*** Passage shown ***

MS made reference earlier to "eating something as intelligent as a pet" - reminds me of the talk back radio in HK - Englishmen who lived near the abbotoirs where dogs were beaten to death - so that their bruised flesh was more tender etc . ..    Oh boy , that was yet another uncultured "culture clash"


----------



## chops_a_must (9 February 2008)

> Do you love whales?




I've dated a couple of fat chicks in my time...


----------



## 2020hindsight (9 February 2008)

chops_a_must said:


> I've dated a couple of fat chicks in my time...




like the bloke who gave the missus a "save the whales" T shirt - 
 and got a black eye for his troubles.


----------



## Stan 101 (9 February 2008)

We kill kangaroos and sharks, others kill whales. Some countries kill select people.

I've always wondered why whales and dolphins are precious yet sharks are the evil cousins? 
It's terrific people want to save the whales (I want to collect the whole set  as you can't save everything and you can really only choose one or two causes.


----------



## 2020hindsight (9 February 2008)

Stan 101
just thinking aloud ok..
whales are peaceloving playful things
and you wouldn't get more peaceloving or playful than dolphins.

Are you really saying we should kill em ? 
Are we talking like sport fishermen? - or for food?

And throw into the equation that some of these are going downhill population wise and approaching extinction.

The Japanese Govt has (as I understand it) been forcing whalemeat onto a reluctant population.  All sorts of weird incentives to eat that damned stuff.

Why not live and let live?  Hell it will be difficult enough for so many animal species to adjust to and battle through the climatic changes ahead. 

PS I realise you are an avid scuba diver - and I suspect a pisstake here somewhere.


----------



## wayneL (9 February 2008)

Stan 101 said:


> We kill kangaroos and sharks, others kill whales. Some countries kill select people.
> 
> I've always wondered why whales and dolphins are precious yet sharks are the evil cousins?
> It's terrific people want to save the whales (I want to collect the whole set  as you can't save everything and you can really only choose one or two causes.



Whales and dolphins are intelligent emotional creatures. Sharks aren't.

But we shouldn't give the sharks such a hard time either. The ocean turns into a cesspit without them.

This show was just on the box over here: "Saved By Dolphins"


----------



## Stan 101 (9 February 2008)

2020, no pisstake, mate..

Yep I love to see whales and dolphins as much as the next person, probably more due to all the close encounters.

I'm trying to get it in my head as to why whales/dolphins are more important than say, tigers, elephants, or a bilby for that matter. As I mentioned, it's terrific people have a cause.

*** Material provided ***

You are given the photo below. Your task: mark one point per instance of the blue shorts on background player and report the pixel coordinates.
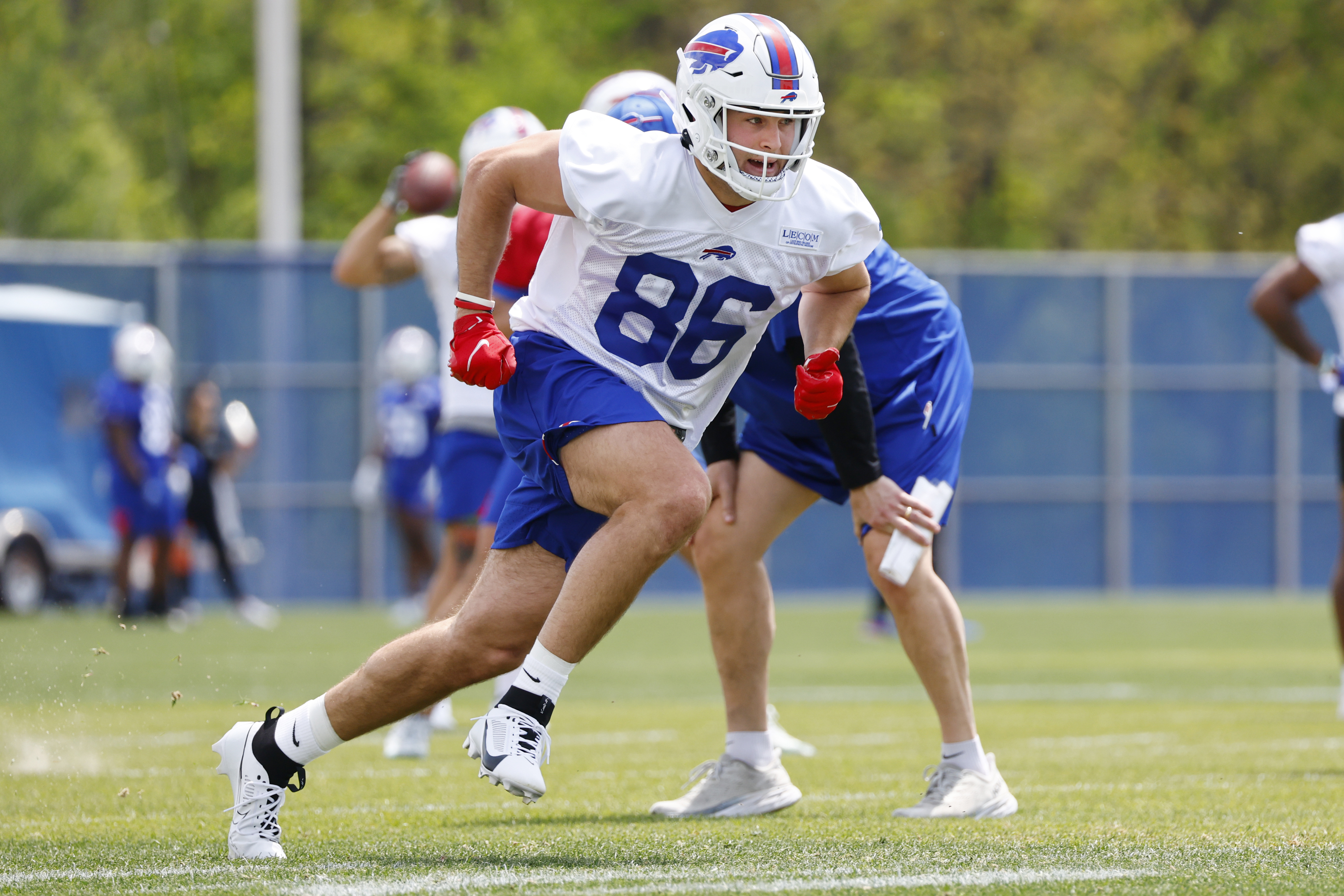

***

▶ **Exercise tasks**
A: In the forum thread on whales, what does wayneL say the ocean turns into without sharks?
B: Reproduce a section of the forum thread on whales word for word: start at "whales are peaceloving" and stop after "or for food?".

▶ **Results by task**
A: It turns into a cesspit.

B:
whales are peaceloving playful things
and you wouldn't get more peaceloving or playful than dolphins.

Are you really saying we should kill em ? 
Are we talking like sport fishermen? - or for food?